In the previous article we proved Thévenin’s theorem and Norton’s theorem. Now we learn how to apply them.

Thévenin’s theorem
Any network of resistors and sources, when viewed from a single port, can be simplified down to one voltage source in series with one resistor.

Norton’s theorem
Any network of resistors and sources, when viewed from a single port, can be simplified down to one current source in parallel with one resistor.

Written by Willy McAllister.


Contents


Where we’re headed

To create a Thévenin or Norton equivalent,

  • Pick two nodes to be the port of the circuit you want to transform.
  • Remove the external component(s) connected to the port.
  • Find any two of these three: $\bold R, v_{oc}, i_{sc}$, whichever two are the easiest,
    • $\bold R$ – Suppress the internal sources and simplify the resulting resistor network down to a single resistor.
    • $v_{oc}$ – Restore the internal sources, leave the port open, find the open-circuit voltage.
    • $i_{sc}$ – Restore the internal sources, short across the port, find the short-circuit current.
  • The third variable comes from the other two,
    • $\text R_\text T = v_{oc}/i_{sc}$
    • $v_{oc} = i_{sc}\,\text R_\text T$
    • $i_{sc} = v_{oc}/\text R_\text T$
  • The Thévenin equivalent is $\text R_\text T$ in series with $\text V_\text T$,
    • $\text V_\text T = v_{oc}$
    • $\text R_\text T = \bold R$
  • The Norton equivalent is $\text R_\text N$ in parallel with $\text I_\text N$,
    • $\text I_\text N = i_{sc}$
    • $\text R_\text N = \bold R$

One of the coolest ideas from linear circuit theory is the concept of an equivalent circuit. Say you have two circuits and you “look into” a port on each one. If you observe the same $i$-$v$ behavior, we say the circuits are equivalent from the viewpoint of those ports. In electronics, a “viewpoint” is what you can observe with a voltmeter and an ammeter.

Thévenin’s theorem and Norton’s theorem go on to teach us: If you have a really complicated linear circuit here’s how to construct a very simple equivalent circuit.

Dataset rows:
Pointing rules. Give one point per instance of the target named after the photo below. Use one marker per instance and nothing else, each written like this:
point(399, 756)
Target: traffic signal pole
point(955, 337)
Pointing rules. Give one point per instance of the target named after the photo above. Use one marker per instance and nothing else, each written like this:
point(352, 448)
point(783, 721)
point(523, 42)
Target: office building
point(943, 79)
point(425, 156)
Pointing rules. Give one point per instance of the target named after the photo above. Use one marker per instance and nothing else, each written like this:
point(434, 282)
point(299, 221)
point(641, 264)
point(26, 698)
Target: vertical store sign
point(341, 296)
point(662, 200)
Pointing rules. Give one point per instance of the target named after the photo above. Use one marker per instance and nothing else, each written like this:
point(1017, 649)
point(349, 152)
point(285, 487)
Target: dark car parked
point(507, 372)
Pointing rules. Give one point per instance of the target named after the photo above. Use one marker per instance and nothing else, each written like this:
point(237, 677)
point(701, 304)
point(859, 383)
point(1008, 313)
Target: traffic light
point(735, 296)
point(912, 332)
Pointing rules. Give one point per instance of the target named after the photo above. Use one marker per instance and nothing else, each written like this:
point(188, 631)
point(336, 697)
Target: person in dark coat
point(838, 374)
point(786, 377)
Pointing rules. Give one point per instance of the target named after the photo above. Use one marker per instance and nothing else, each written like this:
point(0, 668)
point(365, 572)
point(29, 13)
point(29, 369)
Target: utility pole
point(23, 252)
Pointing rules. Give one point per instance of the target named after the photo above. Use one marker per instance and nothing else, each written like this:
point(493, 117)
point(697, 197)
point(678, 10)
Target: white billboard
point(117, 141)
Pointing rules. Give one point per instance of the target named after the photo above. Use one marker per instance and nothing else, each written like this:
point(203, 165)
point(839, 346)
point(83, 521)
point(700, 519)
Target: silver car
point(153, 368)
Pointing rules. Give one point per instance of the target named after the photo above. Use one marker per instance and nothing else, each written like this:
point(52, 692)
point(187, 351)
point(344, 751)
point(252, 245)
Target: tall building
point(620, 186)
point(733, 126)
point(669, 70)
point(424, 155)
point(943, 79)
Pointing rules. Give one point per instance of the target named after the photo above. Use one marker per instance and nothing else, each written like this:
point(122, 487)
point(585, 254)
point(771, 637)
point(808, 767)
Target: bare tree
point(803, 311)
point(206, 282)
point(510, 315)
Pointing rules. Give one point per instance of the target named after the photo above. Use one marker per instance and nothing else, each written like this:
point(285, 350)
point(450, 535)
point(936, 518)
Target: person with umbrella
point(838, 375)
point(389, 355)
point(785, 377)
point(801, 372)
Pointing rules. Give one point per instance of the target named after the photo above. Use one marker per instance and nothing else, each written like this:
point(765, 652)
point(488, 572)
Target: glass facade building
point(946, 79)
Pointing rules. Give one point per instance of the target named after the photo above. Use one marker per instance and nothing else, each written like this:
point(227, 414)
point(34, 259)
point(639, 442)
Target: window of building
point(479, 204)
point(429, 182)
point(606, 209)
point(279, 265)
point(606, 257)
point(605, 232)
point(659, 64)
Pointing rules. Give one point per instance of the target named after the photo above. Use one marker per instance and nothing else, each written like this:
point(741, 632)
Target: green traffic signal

-- Problem to solve --
Pick up the Thévenin and Norton equivalents article from the point where it ends and continue writing it. The dataset rows play no part here.

-- Task output --
In an earlier article, Simplifying resistor networks, we learned how to turn any resistor network into a single resistor. Thévenin’s theorem is the next step. It teaches us how to simplify networks of resistors and sources.

This article covers the practical steps to create a Thévenin or Norton equivalent from a given circuit. We proved Thévenin’s theorem in the previous article. The practical design method and the proof are separate ideas. You often find them mixed together in many texts.

Thévenin’s and Norton’s theorems work for linear circuits. We cover linear circuits limited to resistors and sources. The theorems extend to circuits with $\text R, \text L,$ and $\text C$ by talking in terms of impedance, $\text Z$ instead of just $\text R$.

Using Thévenin’s theorem

Thévenin’s theorem looks like this in schematic form,

Thévenin's theorem illustrated

On the left is a circuit made of any number of resistors, voltage sources, and current sources. We select two internal nodes and mark them with little circles to define a port we care about. The port is brought out to the edge of the circuit. We create the Thévenin equivalent "from the viewpoint" of this port.

When is Thévenin’s theorem useful?

Consider using Thévenin’s theorem when you want to focus on a specific part of a circuit and push the details of the rest into the background. For example, suppose you care mostly about what the circuit does at its output port. Thévenin’s theorem allows you to create a really simple equivalent version of the circuit that has the exact same $i$-$v$ behavior you care about.

Sometimes you can use Thévenin’s theorem as an alternative to Kirchhoff’s Current Law or Voltage Law. It is another circuit design tool to have in your toolbox.

Preview the steps

We use aspects of the proof to come up with practical steps to finding an equivalent circuit.

To create a Thévenin equivalent,

  • Pick two nodes to be the port of the circuit you want to transform.
  • Remove the external component(s) connected to the port.
  • Transform what remains to a Thévenin equivalent.

A Thévenin equivalent has two components, a voltage source, $\text V_\text T$, and a resistor $\bold R$.

  • The Thévenin voltage source is the same as $v_{oc}$, the voltage appearing at the port when the port is left open.

  • Alternatively, if you think it will be an easier analysis problem, you can figure out $i_{sc}$, the current appearing at the port when a short is placed across the port. If you have $i_{sc}$ and $\bold R$ you can quickly compute $v_{oc}$.

  • For both forms, the resistor (you can call it $\bold R$ or $\text R_\text T$ or $\text R_\text N$) is the simplified equivalent resistance of the resistor network from the original circuit, when all the internal sources are suppressed. The resistor has the same value for both Thévenin and Norton forms.

    To suppress a voltage source, replace it with a short.
    To suppress a current source, replace it with an open.

In practice, here are the steps,

  • Find any two of these three variables: $\bold R, v_{oc}, i_{sc}$, whichever two are the easiest to find.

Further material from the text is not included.